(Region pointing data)
= Beginning of Section =

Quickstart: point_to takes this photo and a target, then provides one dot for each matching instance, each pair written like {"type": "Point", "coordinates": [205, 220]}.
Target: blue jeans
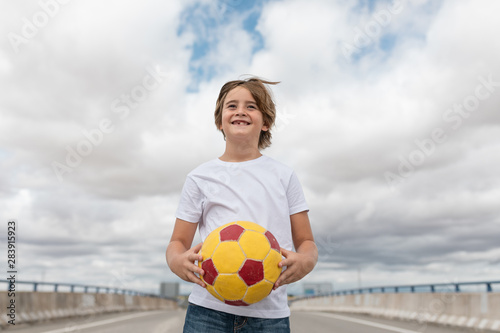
{"type": "Point", "coordinates": [204, 320]}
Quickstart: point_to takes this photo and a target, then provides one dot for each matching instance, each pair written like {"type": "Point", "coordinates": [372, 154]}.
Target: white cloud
{"type": "Point", "coordinates": [344, 124]}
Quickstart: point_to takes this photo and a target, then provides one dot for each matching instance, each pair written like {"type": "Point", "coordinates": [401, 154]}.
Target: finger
{"type": "Point", "coordinates": [281, 280]}
{"type": "Point", "coordinates": [197, 248]}
{"type": "Point", "coordinates": [194, 256]}
{"type": "Point", "coordinates": [193, 278]}
{"type": "Point", "coordinates": [284, 252]}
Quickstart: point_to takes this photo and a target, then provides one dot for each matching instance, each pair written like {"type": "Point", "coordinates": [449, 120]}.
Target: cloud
{"type": "Point", "coordinates": [395, 145]}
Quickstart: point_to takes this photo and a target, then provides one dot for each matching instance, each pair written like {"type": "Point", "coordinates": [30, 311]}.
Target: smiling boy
{"type": "Point", "coordinates": [254, 188]}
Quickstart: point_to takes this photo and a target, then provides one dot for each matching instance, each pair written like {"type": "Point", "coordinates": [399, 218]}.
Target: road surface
{"type": "Point", "coordinates": [172, 321]}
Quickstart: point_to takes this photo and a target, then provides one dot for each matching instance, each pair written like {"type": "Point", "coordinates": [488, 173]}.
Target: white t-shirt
{"type": "Point", "coordinates": [263, 191]}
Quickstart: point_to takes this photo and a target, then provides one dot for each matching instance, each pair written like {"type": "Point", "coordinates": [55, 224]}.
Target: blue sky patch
{"type": "Point", "coordinates": [204, 22]}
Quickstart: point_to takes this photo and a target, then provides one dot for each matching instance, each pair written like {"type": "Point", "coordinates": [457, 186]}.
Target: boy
{"type": "Point", "coordinates": [242, 185]}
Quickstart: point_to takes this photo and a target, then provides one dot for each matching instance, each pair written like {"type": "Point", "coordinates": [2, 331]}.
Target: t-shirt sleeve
{"type": "Point", "coordinates": [190, 207]}
{"type": "Point", "coordinates": [296, 200]}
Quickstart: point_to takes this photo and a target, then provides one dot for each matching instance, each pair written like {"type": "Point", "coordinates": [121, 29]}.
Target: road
{"type": "Point", "coordinates": [172, 321]}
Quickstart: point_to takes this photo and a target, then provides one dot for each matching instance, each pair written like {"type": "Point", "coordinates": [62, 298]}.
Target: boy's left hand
{"type": "Point", "coordinates": [297, 265]}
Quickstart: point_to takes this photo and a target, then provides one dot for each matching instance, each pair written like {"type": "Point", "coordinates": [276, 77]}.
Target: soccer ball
{"type": "Point", "coordinates": [240, 261]}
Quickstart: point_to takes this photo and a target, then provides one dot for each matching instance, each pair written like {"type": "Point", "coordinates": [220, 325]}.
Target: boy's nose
{"type": "Point", "coordinates": [241, 112]}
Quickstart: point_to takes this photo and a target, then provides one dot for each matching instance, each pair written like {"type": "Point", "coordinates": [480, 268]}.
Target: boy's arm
{"type": "Point", "coordinates": [180, 257]}
{"type": "Point", "coordinates": [298, 264]}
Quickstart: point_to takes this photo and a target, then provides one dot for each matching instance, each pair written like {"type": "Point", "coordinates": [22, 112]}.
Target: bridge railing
{"type": "Point", "coordinates": [411, 288]}
{"type": "Point", "coordinates": [73, 287]}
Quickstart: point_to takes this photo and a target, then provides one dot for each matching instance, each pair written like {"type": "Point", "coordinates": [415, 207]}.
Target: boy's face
{"type": "Point", "coordinates": [241, 118]}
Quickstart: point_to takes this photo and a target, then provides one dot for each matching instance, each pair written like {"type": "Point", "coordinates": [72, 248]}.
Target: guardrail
{"type": "Point", "coordinates": [73, 287]}
{"type": "Point", "coordinates": [412, 288]}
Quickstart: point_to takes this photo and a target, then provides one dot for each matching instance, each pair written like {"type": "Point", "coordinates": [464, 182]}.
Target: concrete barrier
{"type": "Point", "coordinates": [43, 306]}
{"type": "Point", "coordinates": [480, 311]}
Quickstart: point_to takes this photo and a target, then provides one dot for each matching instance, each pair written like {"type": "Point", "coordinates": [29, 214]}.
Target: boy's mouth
{"type": "Point", "coordinates": [240, 122]}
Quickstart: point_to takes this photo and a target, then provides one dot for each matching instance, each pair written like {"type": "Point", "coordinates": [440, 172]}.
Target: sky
{"type": "Point", "coordinates": [388, 111]}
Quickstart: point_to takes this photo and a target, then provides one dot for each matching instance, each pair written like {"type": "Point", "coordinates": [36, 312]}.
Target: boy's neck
{"type": "Point", "coordinates": [240, 154]}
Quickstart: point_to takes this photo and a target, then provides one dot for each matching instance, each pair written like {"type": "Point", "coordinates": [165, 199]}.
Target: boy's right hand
{"type": "Point", "coordinates": [183, 265]}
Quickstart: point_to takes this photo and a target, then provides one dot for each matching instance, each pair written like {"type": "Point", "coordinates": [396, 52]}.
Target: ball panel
{"type": "Point", "coordinates": [230, 287]}
{"type": "Point", "coordinates": [210, 271]}
{"type": "Point", "coordinates": [252, 272]}
{"type": "Point", "coordinates": [212, 291]}
{"type": "Point", "coordinates": [232, 232]}
{"type": "Point", "coordinates": [272, 241]}
{"type": "Point", "coordinates": [255, 245]}
{"type": "Point", "coordinates": [271, 269]}
{"type": "Point", "coordinates": [228, 257]}
{"type": "Point", "coordinates": [258, 292]}
{"type": "Point", "coordinates": [252, 226]}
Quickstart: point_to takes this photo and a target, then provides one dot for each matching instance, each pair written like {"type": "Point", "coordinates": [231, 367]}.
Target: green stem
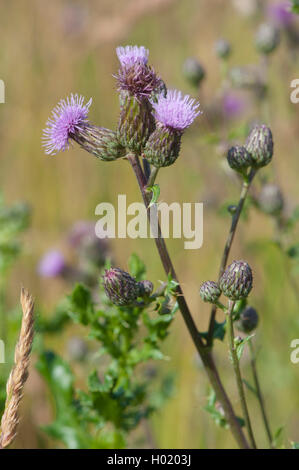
{"type": "Point", "coordinates": [236, 366]}
{"type": "Point", "coordinates": [259, 393]}
{"type": "Point", "coordinates": [152, 177]}
{"type": "Point", "coordinates": [230, 238]}
{"type": "Point", "coordinates": [203, 351]}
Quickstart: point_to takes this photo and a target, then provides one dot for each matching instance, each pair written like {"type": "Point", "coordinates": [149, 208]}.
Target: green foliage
{"type": "Point", "coordinates": [13, 221]}
{"type": "Point", "coordinates": [118, 394]}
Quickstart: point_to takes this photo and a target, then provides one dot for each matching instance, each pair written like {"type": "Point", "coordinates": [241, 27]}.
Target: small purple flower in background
{"type": "Point", "coordinates": [52, 264]}
{"type": "Point", "coordinates": [280, 14]}
{"type": "Point", "coordinates": [175, 110]}
{"type": "Point", "coordinates": [131, 55]}
{"type": "Point", "coordinates": [232, 105]}
{"type": "Point", "coordinates": [68, 117]}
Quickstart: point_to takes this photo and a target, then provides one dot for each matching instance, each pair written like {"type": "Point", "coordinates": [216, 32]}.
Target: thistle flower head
{"type": "Point", "coordinates": [145, 288]}
{"type": "Point", "coordinates": [236, 281]}
{"type": "Point", "coordinates": [139, 80]}
{"type": "Point", "coordinates": [175, 110]}
{"type": "Point", "coordinates": [131, 55]}
{"type": "Point", "coordinates": [210, 291]}
{"type": "Point", "coordinates": [121, 288]}
{"type": "Point", "coordinates": [259, 144]}
{"type": "Point", "coordinates": [68, 117]}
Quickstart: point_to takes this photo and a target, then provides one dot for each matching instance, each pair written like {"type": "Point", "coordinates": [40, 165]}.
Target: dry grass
{"type": "Point", "coordinates": [19, 373]}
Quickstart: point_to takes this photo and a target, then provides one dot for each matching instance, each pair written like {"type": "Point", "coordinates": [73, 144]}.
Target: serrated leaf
{"type": "Point", "coordinates": [81, 304]}
{"type": "Point", "coordinates": [250, 387]}
{"type": "Point", "coordinates": [136, 267]}
{"type": "Point", "coordinates": [241, 345]}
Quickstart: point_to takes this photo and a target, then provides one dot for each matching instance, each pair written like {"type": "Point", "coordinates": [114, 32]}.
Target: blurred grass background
{"type": "Point", "coordinates": [50, 49]}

= End of Section =

• _The task_
Print each line, starting with the one that contains "Target: dry grass" and ending with the last line of the data, exactly as it stands and with no other lines.

• _Exercise response_
Target: dry grass
{"type": "Point", "coordinates": [19, 373]}
Quickstart: point_to takes this photo and a target, then provides one dot for each matching instance, each pair written like {"type": "Point", "coordinates": [73, 144]}.
Target: serrated leaf
{"type": "Point", "coordinates": [81, 304]}
{"type": "Point", "coordinates": [250, 387]}
{"type": "Point", "coordinates": [136, 267]}
{"type": "Point", "coordinates": [241, 345]}
Quickstart: point_to takes this photo and a target, then provides one dot for each matching instance, each pair written like {"type": "Point", "coordinates": [114, 32]}.
Target: blurred grass background
{"type": "Point", "coordinates": [50, 49]}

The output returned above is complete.